Written problem 1: Restate word for word the passage of the post about Donald Trump from "I could carry" to "all the rest.".

Extract:

Even though I am a political junkie, as much as I can recall, we don't do politics at this blog except as it relates to old people. But it's different this time. Or, maybe not. After all, Donald Trump is 69 years old, two years older than Hillary Clinton whom, some say, is too old to be president.
It is hard not to be embarrassed by almost any politician. With few exceptions, they are uninformed blowhards - venal, corrupt, self-serving, self-aggrandizing liars who disdain knowledge and learning and have had no intention of serving the public good.
Then there is a Donald Trump. He is not a politician which might explain why he is magnitudes beyond the professional ones in loathsomeness. I didn't intend to write about Donald Trump today but my planned post got sidetracked and it's hard to escape "news" of Trump these days.
I could carry on about how repugnant I find him but let's let Jon Stewart of The Daily Show do his wonderful, comedian-style Trump schtick – this one from Monday night.
When Stewart did that Trump segment, the man had not yet given out Senator Lindsay Graham's private phone number on television. That shocked me Tuesday more than his reprehensible statements about Mexican immigrants, Senator John McCain and all the rest.
As unimpressive as the entire Republican roster of presidential hopefuls is, Trump's lead in the polls says more about the American electorate, I believe, than the man. Who with an IQ of more than 75 or so believes this person could or should be the commander in chief of the United States.

Written problem 2: Quote the records exactly, from the line with "of the bird's" to the end of the records.

Dataset rows:
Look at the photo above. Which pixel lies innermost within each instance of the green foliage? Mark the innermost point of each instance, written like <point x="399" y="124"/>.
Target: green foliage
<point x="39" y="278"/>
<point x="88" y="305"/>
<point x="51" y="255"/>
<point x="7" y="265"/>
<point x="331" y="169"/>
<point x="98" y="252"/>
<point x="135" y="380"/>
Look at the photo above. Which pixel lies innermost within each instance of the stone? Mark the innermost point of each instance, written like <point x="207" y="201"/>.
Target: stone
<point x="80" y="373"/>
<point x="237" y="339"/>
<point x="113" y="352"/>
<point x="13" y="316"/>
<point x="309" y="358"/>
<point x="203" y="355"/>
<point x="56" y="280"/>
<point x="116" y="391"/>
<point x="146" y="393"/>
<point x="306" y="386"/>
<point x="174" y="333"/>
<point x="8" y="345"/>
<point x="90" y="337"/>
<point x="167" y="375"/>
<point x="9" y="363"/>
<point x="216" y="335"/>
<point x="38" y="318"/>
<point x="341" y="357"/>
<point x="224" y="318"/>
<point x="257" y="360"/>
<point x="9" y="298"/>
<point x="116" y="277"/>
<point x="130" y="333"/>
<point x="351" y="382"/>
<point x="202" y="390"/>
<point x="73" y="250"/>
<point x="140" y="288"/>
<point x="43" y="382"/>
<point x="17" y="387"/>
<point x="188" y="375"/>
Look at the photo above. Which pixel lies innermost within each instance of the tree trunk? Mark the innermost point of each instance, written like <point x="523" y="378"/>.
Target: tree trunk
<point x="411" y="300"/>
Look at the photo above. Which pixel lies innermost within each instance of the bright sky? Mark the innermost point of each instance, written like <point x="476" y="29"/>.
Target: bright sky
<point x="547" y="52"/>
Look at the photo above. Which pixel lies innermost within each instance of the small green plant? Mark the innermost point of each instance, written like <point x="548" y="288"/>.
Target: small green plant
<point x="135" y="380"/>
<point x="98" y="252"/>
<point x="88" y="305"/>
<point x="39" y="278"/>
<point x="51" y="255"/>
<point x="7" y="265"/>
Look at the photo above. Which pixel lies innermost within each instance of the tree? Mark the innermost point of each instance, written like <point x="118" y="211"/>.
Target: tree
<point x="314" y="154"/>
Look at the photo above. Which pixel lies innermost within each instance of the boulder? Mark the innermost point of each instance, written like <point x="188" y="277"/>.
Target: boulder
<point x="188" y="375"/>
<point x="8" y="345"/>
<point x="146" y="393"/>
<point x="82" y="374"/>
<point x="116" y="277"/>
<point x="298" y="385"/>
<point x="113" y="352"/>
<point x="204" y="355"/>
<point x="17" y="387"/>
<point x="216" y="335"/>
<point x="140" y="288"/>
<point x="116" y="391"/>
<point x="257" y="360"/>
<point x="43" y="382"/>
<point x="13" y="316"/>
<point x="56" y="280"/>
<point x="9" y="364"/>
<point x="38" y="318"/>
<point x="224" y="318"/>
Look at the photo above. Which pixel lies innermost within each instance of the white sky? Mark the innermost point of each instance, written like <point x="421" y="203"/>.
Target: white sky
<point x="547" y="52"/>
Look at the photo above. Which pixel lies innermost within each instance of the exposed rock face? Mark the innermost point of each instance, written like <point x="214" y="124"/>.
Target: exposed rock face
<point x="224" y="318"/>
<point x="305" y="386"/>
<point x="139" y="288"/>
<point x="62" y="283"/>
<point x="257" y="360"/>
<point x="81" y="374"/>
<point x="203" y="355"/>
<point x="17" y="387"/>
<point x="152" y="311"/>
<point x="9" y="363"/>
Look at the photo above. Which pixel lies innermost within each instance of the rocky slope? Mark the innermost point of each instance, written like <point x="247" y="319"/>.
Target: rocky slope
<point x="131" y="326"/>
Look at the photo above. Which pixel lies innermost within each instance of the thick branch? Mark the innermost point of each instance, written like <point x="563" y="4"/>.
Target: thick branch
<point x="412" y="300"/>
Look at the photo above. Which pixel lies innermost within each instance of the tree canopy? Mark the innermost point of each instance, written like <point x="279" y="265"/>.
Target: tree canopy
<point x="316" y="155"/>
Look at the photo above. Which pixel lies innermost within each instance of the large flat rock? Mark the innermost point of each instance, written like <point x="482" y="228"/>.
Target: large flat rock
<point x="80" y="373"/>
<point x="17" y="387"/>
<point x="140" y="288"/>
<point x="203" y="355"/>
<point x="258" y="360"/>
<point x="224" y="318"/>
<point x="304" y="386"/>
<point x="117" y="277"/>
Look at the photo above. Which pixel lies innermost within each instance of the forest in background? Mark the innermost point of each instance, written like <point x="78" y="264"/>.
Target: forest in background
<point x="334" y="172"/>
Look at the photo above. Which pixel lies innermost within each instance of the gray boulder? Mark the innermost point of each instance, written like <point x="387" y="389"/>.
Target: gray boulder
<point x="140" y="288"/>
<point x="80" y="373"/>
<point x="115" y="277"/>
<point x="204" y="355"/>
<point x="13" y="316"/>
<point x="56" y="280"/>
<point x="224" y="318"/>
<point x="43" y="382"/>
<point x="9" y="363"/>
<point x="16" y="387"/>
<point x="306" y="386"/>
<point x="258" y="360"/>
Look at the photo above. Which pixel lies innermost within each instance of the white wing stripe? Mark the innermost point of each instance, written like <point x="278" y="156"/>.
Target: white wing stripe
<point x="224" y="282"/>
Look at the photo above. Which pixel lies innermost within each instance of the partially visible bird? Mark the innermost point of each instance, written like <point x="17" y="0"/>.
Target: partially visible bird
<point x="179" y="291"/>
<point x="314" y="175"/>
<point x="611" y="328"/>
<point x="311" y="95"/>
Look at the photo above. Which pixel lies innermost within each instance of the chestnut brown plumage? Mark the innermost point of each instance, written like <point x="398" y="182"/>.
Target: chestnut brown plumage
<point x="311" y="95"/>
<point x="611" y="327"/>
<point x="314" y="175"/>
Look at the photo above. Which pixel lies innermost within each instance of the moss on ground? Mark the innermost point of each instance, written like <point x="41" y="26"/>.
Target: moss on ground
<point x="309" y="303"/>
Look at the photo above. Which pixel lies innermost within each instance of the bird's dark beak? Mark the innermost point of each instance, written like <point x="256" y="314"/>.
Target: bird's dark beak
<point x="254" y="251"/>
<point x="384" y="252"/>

Full solution 1:
I could carry on about how repugnant I find him but let's let Jon Stewart of The Daily Show do his wonderful, comedian-style Trump schtick – this one from Monday night.
When Stewart did that Trump segment, the man had not yet given out Senator Lindsay Graham's private phone number on television. That shocked me Tuesday more than his reprehensible statements about Mexican immigrants, Senator John McCain and all the rest.

Full solution 2:
Look at the photo above. Which pixel lies innermost within each instance of the bird's dark beak? Mark the innermost point of each instance, written like <point x="256" y="314"/>.
Target: bird's dark beak
<point x="254" y="251"/>
<point x="384" y="252"/>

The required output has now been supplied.